##### Record extracts #####
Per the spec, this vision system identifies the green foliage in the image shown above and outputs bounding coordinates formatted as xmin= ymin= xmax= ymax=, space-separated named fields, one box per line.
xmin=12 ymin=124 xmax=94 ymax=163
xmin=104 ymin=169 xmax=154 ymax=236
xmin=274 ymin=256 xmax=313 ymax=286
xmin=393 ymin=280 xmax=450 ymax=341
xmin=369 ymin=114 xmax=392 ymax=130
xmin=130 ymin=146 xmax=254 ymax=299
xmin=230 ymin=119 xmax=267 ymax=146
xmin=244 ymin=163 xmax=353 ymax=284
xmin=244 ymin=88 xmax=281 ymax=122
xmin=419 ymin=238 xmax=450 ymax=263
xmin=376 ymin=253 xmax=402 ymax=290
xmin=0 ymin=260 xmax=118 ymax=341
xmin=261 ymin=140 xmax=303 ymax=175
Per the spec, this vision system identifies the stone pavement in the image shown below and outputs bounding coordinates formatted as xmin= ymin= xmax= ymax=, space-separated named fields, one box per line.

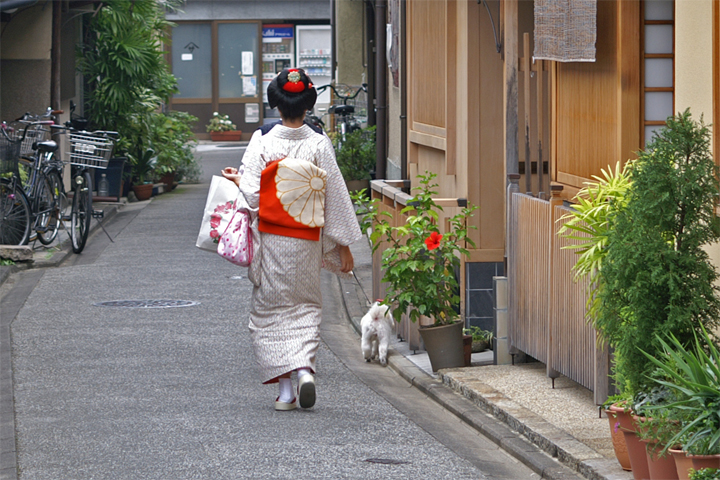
#####
##### Record extracts #####
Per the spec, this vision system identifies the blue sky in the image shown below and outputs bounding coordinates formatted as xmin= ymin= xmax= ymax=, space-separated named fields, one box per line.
#####
## Task statement:
If a line in the records above includes the string "below", copy it.

## Task answer:
Per the spec, this vision system identifies the stone pavement in the image shown below and outputs bounding coordinates formatted as xmin= ymin= xmax= ymax=, space-separated named fields, one box per line.
Per the spec, this vision system identifies the blue sky in the image shown below and outputs bounding coordinates formatted as xmin= ymin= xmax= ymax=, space-separated named fields, one box per line.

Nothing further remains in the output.